• [Directions]:
- a) In the text on data dissemination, reproduce word for word the part from "required a technical" to "it was then)".
- b) According to the text on data dissemination, when did the UKDA launch its service for exchanging material on floppy disks?
[Start Selected text]
Data discovery and dissemination
Talk about revolution
"The SSRC Data Bank...is claimed to represent a revolution in
information retrieval techniques" (Times Educational Supplement, 1 March 1968).
Being formed in 1967 - the year of revolution - the Archive obviously predates
the world of the web, e-science and cyber-infrastructures, and even email for
that matter, by decades. Consequently, in terms of the Archive's history, it is
only fairly recently that the point has been reached whereby most researchers
and users will interact with the service wholly through the internet. Web-based
delivery has revolutionised the entire industry of data-based services and
changed them beyond recognition, but, for a service born 40 years ago, access
to resources and the dissemination of those resources has not always been so
straightforward.
It was not until May 1984 that the UKDA launched a service for the exchange of
material on floppy disks. Prior to that, data were supplied on tape as the
'hard' medium of choice and occasionally via telnet in what might be thought of
as the e-medium of its day! Even then, supply via telnet (and later ftp)
required a technical expertise on the part of the remote user. Indeed, it was
not be unusual for users to require the assistance of colleagues in computing
services to 'pull' data across the network using telnet protocols. But even
with these technical obstacles in place, dissemination via telnet remained a
faster and cheaper option than copying data to a hard medium and then
distributing the material by post.
In the early 1990s, in collaboration with the Archive, MIDAS (as it was then)
at Manchester began to host remote access to a selected number of large-scale
government surveys. Rather than requesting copies of the data to be sent from
Essex, researchers could logon to the national computing service at Manchester
and conduct their analyses using standard software such as Scientific
Information Retrieval (SIR) or Statistical Package for Social Science (SPSS).
The early 1990s was also when the Archive started to supply data on CD - which
it described in a release to users in 1991 as something "which can be played on
most desktop computers, ... providing an excellent (and inexpensive) vehicle for
distributing large amounts of stable data".
Spinning a web
A significant turning point, of course, was the introduction of the web. The
Archive developed a web-based presence fairly early, launching its first
web site in 1994. Initially, like a lot of web services at the time, it was
limited in scope, essentially allowing users to search the holdings using the
Bibliographic Information Retrieval ONline (BIRON) catalogue and, for
the first time, place orders online. At this time, all users were still
required to print off and sign a user undertaking outlining their
responsibilities as a user each time they placed an order.
[End Selected text]
[Start Dataset records]
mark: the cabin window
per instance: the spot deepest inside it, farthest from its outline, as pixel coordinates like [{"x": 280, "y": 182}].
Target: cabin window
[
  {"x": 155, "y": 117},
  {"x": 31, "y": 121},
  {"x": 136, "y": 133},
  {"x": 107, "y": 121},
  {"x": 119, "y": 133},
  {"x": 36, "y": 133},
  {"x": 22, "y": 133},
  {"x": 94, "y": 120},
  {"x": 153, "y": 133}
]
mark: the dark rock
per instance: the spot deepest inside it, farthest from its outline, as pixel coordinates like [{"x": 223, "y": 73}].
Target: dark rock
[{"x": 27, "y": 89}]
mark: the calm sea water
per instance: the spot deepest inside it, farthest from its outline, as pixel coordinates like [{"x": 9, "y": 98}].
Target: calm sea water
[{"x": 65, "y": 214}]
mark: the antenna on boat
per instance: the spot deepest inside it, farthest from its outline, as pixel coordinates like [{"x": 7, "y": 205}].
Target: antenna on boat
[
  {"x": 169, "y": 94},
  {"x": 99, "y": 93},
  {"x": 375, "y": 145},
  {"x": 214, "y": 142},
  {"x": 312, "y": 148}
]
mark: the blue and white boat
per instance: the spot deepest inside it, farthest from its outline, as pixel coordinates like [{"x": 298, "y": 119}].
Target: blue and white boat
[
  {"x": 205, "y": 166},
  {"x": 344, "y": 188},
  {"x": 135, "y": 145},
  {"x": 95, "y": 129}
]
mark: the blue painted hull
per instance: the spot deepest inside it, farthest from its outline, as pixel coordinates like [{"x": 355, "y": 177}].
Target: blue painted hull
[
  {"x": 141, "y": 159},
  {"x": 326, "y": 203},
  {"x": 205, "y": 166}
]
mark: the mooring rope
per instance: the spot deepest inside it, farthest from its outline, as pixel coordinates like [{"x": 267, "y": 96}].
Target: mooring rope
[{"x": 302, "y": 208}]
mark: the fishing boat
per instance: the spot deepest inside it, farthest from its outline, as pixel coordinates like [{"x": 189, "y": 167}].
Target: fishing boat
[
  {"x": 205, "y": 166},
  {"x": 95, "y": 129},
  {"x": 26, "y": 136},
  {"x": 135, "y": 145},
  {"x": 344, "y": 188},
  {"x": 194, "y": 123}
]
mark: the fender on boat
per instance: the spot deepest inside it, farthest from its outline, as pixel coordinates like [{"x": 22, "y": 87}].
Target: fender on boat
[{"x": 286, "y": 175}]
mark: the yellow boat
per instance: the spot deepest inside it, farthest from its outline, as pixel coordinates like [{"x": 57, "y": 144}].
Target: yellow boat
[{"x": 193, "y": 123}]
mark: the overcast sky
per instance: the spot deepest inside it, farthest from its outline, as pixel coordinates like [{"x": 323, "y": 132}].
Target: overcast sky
[End Dataset records]
• [Answers for this exercise]:
- a)
required a technical expertise on the part of the remote user. Indeed, it was
not be unusual for users to require the assistance of colleagues in computing
services to 'pull' data across the network using telnet protocols. But even
with these technical obstacles in place, dissemination via telnet remained a
faster and cheaper option than copying data to a hard medium and then
distributing the material by post.
In the early 1990s, in collaboration with the Archive, MIDAS (as it was then)

- b) May 1984